══ Reading passage

On February 11, 2007, Sigma Sigma Sigma member Carrie Underwood won a Grammy Award for Not Ready to Make Nice.

Celebrating birthdays today are Sheryl Crow and Burt Reynolds.

At the University of Missouri, Sheryl Crow became a member of Kappa Alpha Theta, Sigma Alpha Iota, and Omicron Delta Kappa. Burt Reynolds became a member of Phi Delta Theta at Florida State University.

***

And this, from the facebook feed, just because. It has nothing to do with GLO life, but it does have to do with one of my favorite things, thank you notes. The note was written by another native Long Islander.  And it was written to a man, Michael Feinstein, whose music, radio show Song Travels (http://www.npr.org/series/150560513/song-travels), and television show (http://www.pbs.org/michael-feinsteins-american-songbook/)  I so enjoy. (I will not mention that I first saw Billy Joel perform at the Syracuse War Memorial during a snow storm or that I am impressed with his stationery.)

════
══ Dataset excerpts

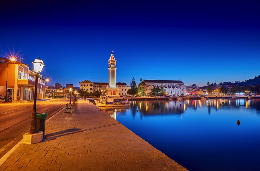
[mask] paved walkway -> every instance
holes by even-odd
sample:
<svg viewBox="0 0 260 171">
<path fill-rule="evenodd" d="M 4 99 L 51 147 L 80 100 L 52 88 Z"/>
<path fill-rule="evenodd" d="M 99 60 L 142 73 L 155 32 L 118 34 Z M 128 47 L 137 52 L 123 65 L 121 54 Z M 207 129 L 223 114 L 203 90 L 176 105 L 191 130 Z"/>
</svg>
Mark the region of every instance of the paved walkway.
<svg viewBox="0 0 260 171">
<path fill-rule="evenodd" d="M 43 142 L 21 144 L 0 171 L 186 170 L 88 101 L 46 122 Z"/>
</svg>

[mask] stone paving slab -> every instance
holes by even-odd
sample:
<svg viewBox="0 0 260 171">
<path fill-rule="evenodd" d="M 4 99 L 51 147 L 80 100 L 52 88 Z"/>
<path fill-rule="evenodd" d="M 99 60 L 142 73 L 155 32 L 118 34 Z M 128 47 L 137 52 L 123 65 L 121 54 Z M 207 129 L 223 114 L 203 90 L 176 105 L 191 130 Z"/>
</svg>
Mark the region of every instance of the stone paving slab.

════

- The tasks
(1) According to the post, which fraternity did Burt Reynolds join at Florida State University?
(2) Reproduce the part of the post that opens with the words containing "Celebrating birthdays today" and closes with "with his stationery.)".
These lines have nothing to do with the post.

- Solution set
(1) Phi Delta Theta.

(2)
Celebrating birthdays today are Sheryl Crow and Burt Reynolds.

At the University of Missouri, Sheryl Crow became a member of Kappa Alpha Theta, Sigma Alpha Iota, and Omicron Delta Kappa. Burt Reynolds became a member of Phi Delta Theta at Florida State University.

***

And this, from the facebook feed, just because. It has nothing to do with GLO life, but it does have to do with one of my favorite things, thank you notes. The note was written by another native Long Islander.  And it was written to a man, Michael Feinstein, whose music, radio show Song Travels (http://www.npr.org/series/150560513/song-travels), and television show (http://www.pbs.org/michael-feinsteins-american-songbook/)  I so enjoy. (I will not mention that I first saw Billy Joel perform at the Syracuse War Memorial during a snow storm or that I am impressed with his stationery.)